-- start of DOCUMENT SEGMENT --

Is there any way we can speed it up?

[–] [email protected] 41 points 1 month ago* (last edited 1 month ago) (1 children)

Let's point all our magnets towards the sky!

🧲🌠

[–] [email protected] 5 points 1 month ago (1 children)

Probably a carbonic asteroid rather than ferrous

[–] [email protected] 7 points 1 month ago* (last edited 1 month ago) (1 children)

No worries! We’re working on that, too!
Melting the ice caps shifts mass, and therefore, gravity, away from the largely unpopulated poles and nearer to where the people live.

But this problem will not solve itself with any one solution. We must also petition our government to act now to stage a mission to nudge the asteroid into earth’s orbit! With modern science, we can do this.
I believe in humanity’s power to defeat humanity!

[–] [email protected] 1 points 1 month ago* (last edited 1 month ago)

Gonna take a bit more than a nudge. Even if we put it on a collision course, it would only be travelling ≈ 17,000 kph, on impact. Barely even moving in intrastellar space. That's only 0.0000157024 times C. We'd need to get it moving to at least 0.0001 C to get it to be a world killer, maybe even 0.001 C. So somehow we need to figure out how to get the thing moving at ≈ 170,000 kph to ≈ 1,700,000 kph for it to have enough energy to be a world killer. Right now it's a measly little one megaton explosion.

[–] [email protected] 8 points 1 month ago (2 children)

A large enough impulse could knock it onto an impact trajectory in 2028. "Large enough" would be absolutely gigantic though, and we have to catch up with it, making it quite impractical. It would be cheaper to just build some more multi-megaton nukes for the same effect.

[–] [email protected] 9 points 1 month ago (1 children)

Having seen Scott Manley's video on the topic, it seems well within the realm of possible.

[–] [email protected] 7 points 1 month ago

That's for changing the trajectory of the 2032 encounter by a few thousand km, not changing the 2028 encounter by 8 million km. And if we're changing the 2032 encounter we can smack it as it goes by in 2028 instead of playing catch-up before then.

-- end of DOCUMENT SEGMENT --
-- start of MATERIAL --

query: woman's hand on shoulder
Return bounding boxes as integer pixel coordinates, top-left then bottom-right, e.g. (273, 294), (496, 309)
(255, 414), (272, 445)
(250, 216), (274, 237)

-- end of MATERIAL --

REQUIRED ACTIONS:
A. In the asteroid thread, swap "video" for "explainer" and write out the part that opens with the words containing "Having seen Scott" and closes with "catch-up before then.".
B. Write the next part of the asteroid thread, picking up after its last comment.

WRITTEN RESPONSES:
A.
Having seen Scott Manley's explainer on the topic, it seems well within the realm of possible.

[–] [email protected] 7 points 1 month ago

That's for changing the trajectory of the 2032 encounter by a few thousand km, not changing the 2028 encounter by 8 million km. And if we're changing the 2032 encounter we can smack it as it goes by in 2028 instead of playing catch-up before then.

B.
[–] [email protected] 1 points 1 month ago (1 children)

The one mentioned above is 2024 YR and is slated to pay a visit in 2032. The 2028 one is 1997 XF11, and poses no risk.
(But I was confused, too - I only looked up because of the 2028/2032 discrepancy. I made a joke to my wife about emailing a state senator and suggesting they fund a mission to knock the asteroid into earth, so that they can help their constituents by ensuring that they no longer have a state to be a senator over. 2028 is during their term, and god willing, 2032 won’t be.)

[–] [email protected] 2 points 1 month ago (2 children)

2024 YR4 has a close(ish) encounter with the Earth every 4 years; it will pass within 8 million km in 2028 before the very close pass/potential impact in 2032. You can see info for close encounters here.

[–] [email protected] 3 points 1 month ago (1 children)

Coming back to this: You mean to say we’ve got three years to execute a mission to give it a little nudge now, so we don’t have to give it a big nudge in 7 years? (Into earth’s orbit, of course.)

[–] [email protected] 2 points 1 month ago

Yep, the plan to redirect it, if needed, would've been to hit it as it went past in 2028. (Its orbit has been refined enough by now to be nearly certain it won't hit the Earth).

[–] [email protected] 2 points 1 month ago

Well, huh. TIL.

Serves me right for half remembering something and assuming the first search result explains it.